• _THE EXERCISE_
Output the material word for word. Leave each picture out.
※ ※ ※
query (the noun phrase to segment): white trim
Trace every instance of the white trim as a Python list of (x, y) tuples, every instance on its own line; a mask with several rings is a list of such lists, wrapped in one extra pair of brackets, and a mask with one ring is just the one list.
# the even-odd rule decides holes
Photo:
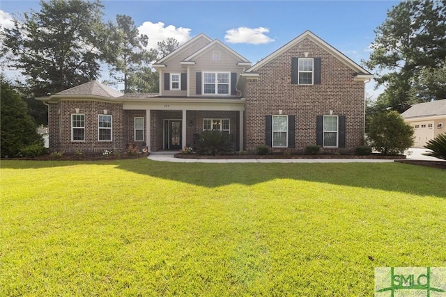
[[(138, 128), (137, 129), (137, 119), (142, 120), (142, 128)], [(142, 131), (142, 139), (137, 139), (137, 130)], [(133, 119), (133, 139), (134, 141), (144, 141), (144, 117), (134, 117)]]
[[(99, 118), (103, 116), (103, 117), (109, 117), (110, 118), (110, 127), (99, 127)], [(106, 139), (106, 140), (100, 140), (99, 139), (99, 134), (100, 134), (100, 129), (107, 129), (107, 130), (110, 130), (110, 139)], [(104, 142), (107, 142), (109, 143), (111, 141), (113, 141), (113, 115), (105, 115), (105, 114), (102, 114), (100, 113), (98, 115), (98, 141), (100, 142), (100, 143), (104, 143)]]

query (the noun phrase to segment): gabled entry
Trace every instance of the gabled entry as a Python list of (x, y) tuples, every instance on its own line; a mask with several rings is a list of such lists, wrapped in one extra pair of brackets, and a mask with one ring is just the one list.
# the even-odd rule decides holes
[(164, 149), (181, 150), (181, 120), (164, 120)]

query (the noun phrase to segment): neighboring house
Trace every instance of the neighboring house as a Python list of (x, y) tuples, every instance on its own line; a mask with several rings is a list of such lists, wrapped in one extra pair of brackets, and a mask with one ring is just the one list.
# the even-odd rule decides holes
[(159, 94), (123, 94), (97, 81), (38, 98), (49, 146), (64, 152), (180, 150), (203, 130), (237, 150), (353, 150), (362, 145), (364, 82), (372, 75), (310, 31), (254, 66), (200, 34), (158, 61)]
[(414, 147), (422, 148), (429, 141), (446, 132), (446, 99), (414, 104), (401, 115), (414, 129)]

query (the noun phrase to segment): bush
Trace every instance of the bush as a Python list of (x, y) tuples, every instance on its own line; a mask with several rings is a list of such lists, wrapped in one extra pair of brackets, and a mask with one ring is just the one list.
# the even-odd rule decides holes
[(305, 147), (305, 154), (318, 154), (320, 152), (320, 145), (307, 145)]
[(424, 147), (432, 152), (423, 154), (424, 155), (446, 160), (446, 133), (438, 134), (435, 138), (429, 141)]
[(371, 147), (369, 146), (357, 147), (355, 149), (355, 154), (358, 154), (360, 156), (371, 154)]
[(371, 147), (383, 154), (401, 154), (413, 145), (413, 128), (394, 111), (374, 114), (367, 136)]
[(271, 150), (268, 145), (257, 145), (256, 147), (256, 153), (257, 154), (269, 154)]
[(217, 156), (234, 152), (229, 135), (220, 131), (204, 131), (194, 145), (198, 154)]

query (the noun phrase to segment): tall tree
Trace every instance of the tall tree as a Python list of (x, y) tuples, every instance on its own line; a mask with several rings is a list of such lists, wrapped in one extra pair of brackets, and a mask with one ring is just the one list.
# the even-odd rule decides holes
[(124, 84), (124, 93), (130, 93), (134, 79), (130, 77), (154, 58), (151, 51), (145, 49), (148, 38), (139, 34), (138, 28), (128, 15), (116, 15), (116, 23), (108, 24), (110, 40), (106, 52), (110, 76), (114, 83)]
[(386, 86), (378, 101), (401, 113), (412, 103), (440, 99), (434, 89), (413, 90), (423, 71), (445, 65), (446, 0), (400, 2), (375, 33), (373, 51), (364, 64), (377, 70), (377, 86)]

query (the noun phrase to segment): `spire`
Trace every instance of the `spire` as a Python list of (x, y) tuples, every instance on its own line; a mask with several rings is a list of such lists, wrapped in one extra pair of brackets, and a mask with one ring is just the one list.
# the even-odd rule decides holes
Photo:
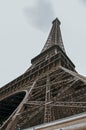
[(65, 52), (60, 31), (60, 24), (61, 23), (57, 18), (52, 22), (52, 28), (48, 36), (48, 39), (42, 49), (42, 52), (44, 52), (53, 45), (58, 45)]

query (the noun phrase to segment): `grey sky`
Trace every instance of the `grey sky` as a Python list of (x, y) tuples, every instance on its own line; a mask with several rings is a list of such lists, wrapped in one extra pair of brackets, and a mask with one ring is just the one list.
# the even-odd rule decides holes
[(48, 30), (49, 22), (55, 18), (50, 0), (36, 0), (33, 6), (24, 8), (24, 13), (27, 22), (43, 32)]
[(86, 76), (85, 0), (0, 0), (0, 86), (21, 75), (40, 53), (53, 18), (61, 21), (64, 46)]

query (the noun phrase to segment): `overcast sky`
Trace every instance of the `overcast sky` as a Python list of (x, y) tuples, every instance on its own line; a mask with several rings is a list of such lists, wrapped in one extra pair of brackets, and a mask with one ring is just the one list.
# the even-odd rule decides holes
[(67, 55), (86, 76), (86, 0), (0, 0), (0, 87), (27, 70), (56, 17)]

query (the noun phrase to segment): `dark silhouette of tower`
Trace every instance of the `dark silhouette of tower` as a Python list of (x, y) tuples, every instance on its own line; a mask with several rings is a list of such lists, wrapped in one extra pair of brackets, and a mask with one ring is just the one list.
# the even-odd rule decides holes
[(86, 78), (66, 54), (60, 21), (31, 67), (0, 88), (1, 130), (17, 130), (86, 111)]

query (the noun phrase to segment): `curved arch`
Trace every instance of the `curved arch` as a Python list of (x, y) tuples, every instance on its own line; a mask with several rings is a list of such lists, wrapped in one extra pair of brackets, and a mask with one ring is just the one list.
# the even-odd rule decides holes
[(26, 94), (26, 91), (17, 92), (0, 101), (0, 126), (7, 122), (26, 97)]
※ ※ ※
• _WRITTEN SOLUTION_
query (the noun phrase to segment): white trim
Trace every instance of the white trim as a Python list of (x, y) tuples, every instance on its own line; a mask with several rings is a list of such lists, wrapped in one extra pair of brackets, and a mask with one ring is just the one list.
# the even-odd rule decides holes
Photo:
[[(138, 128), (137, 129), (137, 119), (142, 120), (142, 128)], [(142, 131), (142, 139), (137, 139), (137, 130)], [(133, 119), (133, 139), (134, 141), (144, 141), (144, 117), (134, 117)]]
[[(99, 118), (103, 116), (103, 117), (109, 117), (110, 118), (110, 127), (99, 127)], [(106, 139), (106, 140), (100, 140), (99, 139), (99, 134), (100, 134), (100, 129), (107, 129), (107, 130), (110, 130), (110, 139)], [(104, 142), (107, 142), (109, 143), (111, 141), (113, 141), (113, 115), (105, 115), (105, 114), (102, 114), (100, 113), (98, 115), (98, 141), (100, 142), (100, 143), (104, 143)]]

query (the noun phrase to segment): gabled entry
Trace every instance of the gabled entry as a Python list of (x, y) tuples, every instance on its own line; a mask with several rings is a list of such lists, wrapped in one extra pair of brackets, and a mask with one ring is just the one list.
# the even-odd rule decides holes
[(164, 149), (181, 150), (181, 120), (164, 120)]

query (the noun phrase to segment): neighboring house
Trace every instance of the neighboring house as a Python list of (x, y) tuples, every instance on its own line; a mask with several rings is a list of such lists, wrapped in one extra pair of brackets, and a mask with one ring is just the one list.
# the even-odd rule decides holes
[(159, 94), (123, 94), (97, 81), (38, 98), (49, 146), (64, 152), (180, 150), (203, 130), (237, 150), (353, 150), (362, 145), (364, 82), (372, 75), (310, 31), (254, 66), (200, 34), (158, 61)]
[(414, 147), (422, 148), (429, 141), (446, 132), (446, 99), (414, 104), (401, 115), (414, 129)]

query (the noun phrase to segment): bush
Trace every instance of the bush as a Python list of (x, y) tuples, every instance on its own line; a mask with several rings is a list of such lists, wrapped in one extra pair of brackets, and a mask with one ring is just the one list.
# the even-odd rule decides holes
[(305, 147), (305, 154), (318, 154), (320, 152), (320, 145), (307, 145)]
[(424, 147), (432, 152), (423, 154), (424, 155), (446, 160), (446, 133), (438, 134), (435, 138), (429, 141)]
[(371, 147), (369, 146), (357, 147), (355, 149), (355, 154), (358, 154), (360, 156), (371, 154)]
[(371, 147), (383, 154), (401, 154), (413, 145), (413, 128), (394, 111), (374, 114), (367, 136)]
[(271, 150), (268, 145), (257, 145), (256, 147), (256, 153), (257, 154), (269, 154)]
[(217, 156), (234, 152), (229, 135), (220, 131), (204, 131), (194, 145), (198, 154)]

query (the noun phrase to segment): tall tree
Trace every instance of the tall tree as a Python list of (x, y) tuples, every instance on its own line; a mask with several rings is a list of such lists, wrapped in one extra pair of brackets, and a mask with one ring is just the one list.
# the even-odd rule decides holes
[(124, 84), (124, 93), (130, 93), (134, 79), (130, 77), (154, 58), (151, 51), (145, 49), (148, 38), (139, 34), (138, 28), (128, 15), (116, 15), (116, 23), (108, 24), (110, 40), (106, 52), (110, 76), (114, 83)]
[(386, 86), (378, 101), (401, 113), (412, 103), (440, 99), (434, 89), (413, 90), (423, 71), (445, 65), (446, 0), (400, 2), (375, 33), (373, 51), (364, 64), (377, 70), (377, 86)]

query (the noun phrase to segment): `spire`
Trace every instance of the `spire` as a Python list of (x, y) tuples, every instance on its own line; a mask with several rings is a list of such lists, wrapped in one extra pair of brackets, and a mask with one ring is just the one list.
# the even-odd rule decides holes
Photo:
[(65, 52), (60, 31), (60, 24), (61, 23), (57, 18), (52, 22), (52, 28), (48, 36), (48, 39), (42, 49), (42, 52), (44, 52), (53, 45), (58, 45)]

query (the noun phrase to segment): `grey sky`
Trace every instance of the `grey sky` as a Python list of (x, y) tuples, every instance on its own line; a mask with several rings is a list of such lists, wrapped in one extra pair of brackets, and a mask with one ring is just the one list.
# the even-odd rule decides holes
[(48, 30), (49, 22), (55, 18), (50, 0), (36, 0), (33, 6), (24, 8), (24, 13), (27, 22), (43, 32)]
[(86, 76), (85, 0), (0, 0), (0, 86), (21, 75), (40, 53), (53, 18), (61, 21), (64, 46)]

query (the noun phrase to segment): `overcast sky`
Trace every instance of the `overcast sky` as a Python list of (x, y) tuples, every instance on its own line; a mask with several rings is a list of such lists, wrapped in one extra pair of brackets, and a mask with one ring is just the one list.
# the even-odd rule decides holes
[(67, 55), (86, 76), (86, 0), (0, 0), (0, 87), (27, 70), (56, 17)]

query (the noun phrase to segment): `dark silhouette of tower`
Trace every instance of the `dark silhouette of tower` as a Python list of (x, y) tuples, every instance on its own line; a mask with several rings is a list of such lists, wrapped in one extra pair of brackets, and a mask with one ring is just the one list.
# the even-odd rule decides holes
[(86, 78), (66, 54), (60, 21), (31, 67), (0, 88), (1, 130), (17, 130), (86, 111)]

query (the noun phrase to segment): `curved arch`
Trace every instance of the `curved arch` as a Python list of (x, y) tuples, every instance on its own line; a mask with several rings is a list of such lists, wrapped in one extra pair of brackets, and a mask with one ring is just the one list.
# the even-odd rule decides holes
[(26, 94), (26, 91), (17, 92), (0, 101), (0, 126), (7, 122), (26, 97)]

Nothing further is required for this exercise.